Goal of the exercise
Reproduce the following data verbatim, from the first line through the last, and omit the pictures from your reproduction.

Material shown

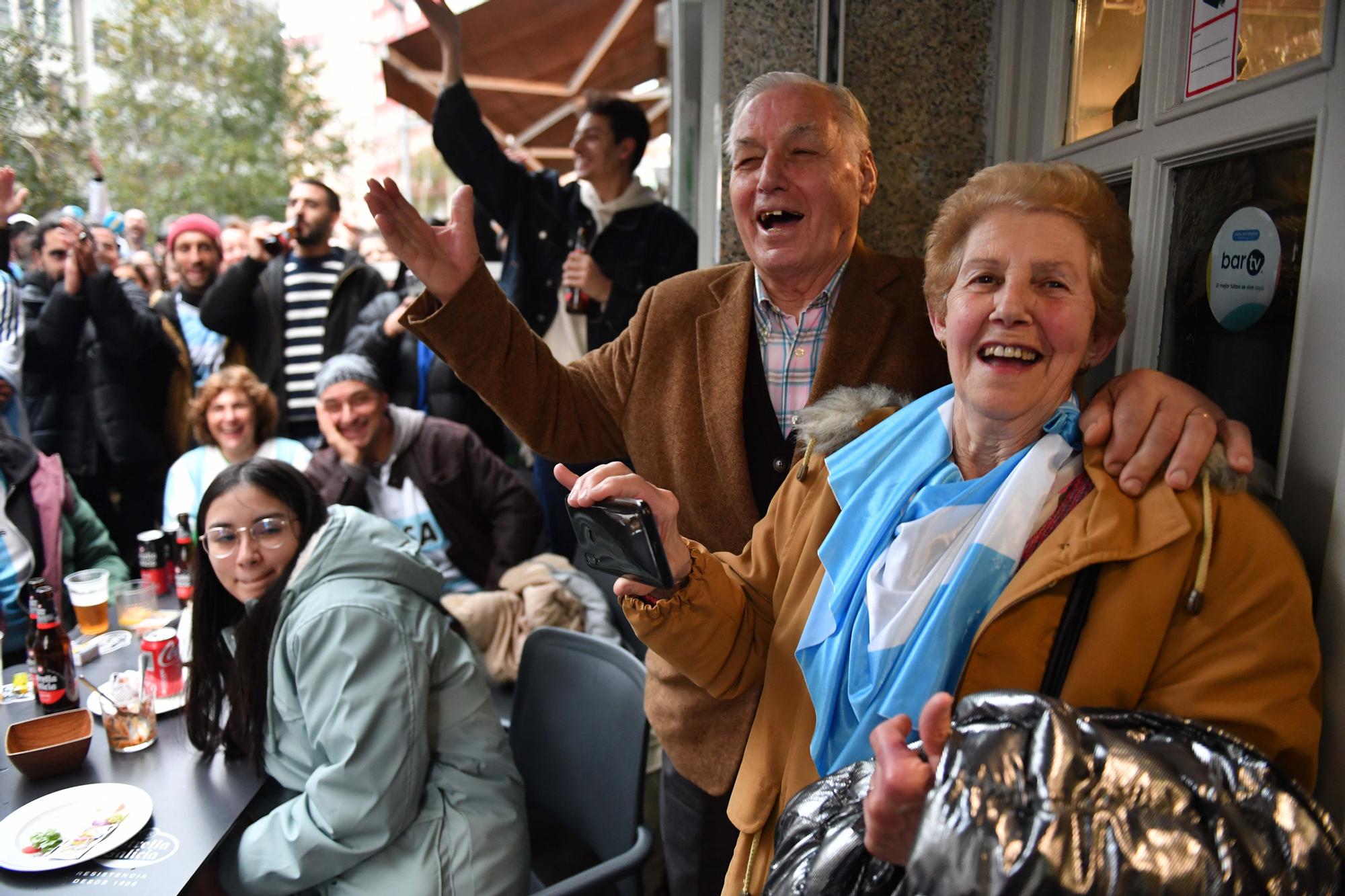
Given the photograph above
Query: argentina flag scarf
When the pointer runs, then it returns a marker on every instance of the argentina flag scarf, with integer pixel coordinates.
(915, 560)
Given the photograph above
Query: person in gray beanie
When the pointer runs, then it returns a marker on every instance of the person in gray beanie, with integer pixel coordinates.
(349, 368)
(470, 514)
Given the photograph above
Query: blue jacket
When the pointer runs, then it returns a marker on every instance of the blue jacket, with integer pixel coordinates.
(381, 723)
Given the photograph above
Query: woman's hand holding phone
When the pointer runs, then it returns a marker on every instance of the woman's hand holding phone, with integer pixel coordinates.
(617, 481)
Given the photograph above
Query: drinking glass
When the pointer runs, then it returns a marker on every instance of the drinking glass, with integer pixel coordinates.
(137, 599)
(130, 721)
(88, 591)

Output for this task
Given the photograph above
Query: argentina flag scarf
When the pointer runs, then it returns a marker on every instance of the argentina flag scarf, with integer pixel coordinates.
(915, 560)
Given the photograph above
Query: person in gray beanie
When the pointer runs, then it returns a marker on every instance of the person in gray beanie, with integer pixel coordinates.
(349, 368)
(470, 514)
Given the photograph above
Query: blue jacket
When the pointer runs, then it returns a marker on every instance of the blue jacket, with integer pixel coordinates.
(381, 723)
Given the photograph above
Query: woman's hand holding phone
When the pointer runs, then it returns a marker on every instance of the woman's hand holding phone, with integer pixel coordinates.
(617, 481)
Given the photograph above
Query: drinking glass
When the pointer runs, then it returns a marker on every instance of the drinking glass, with integer pixel coordinates.
(137, 599)
(130, 721)
(88, 591)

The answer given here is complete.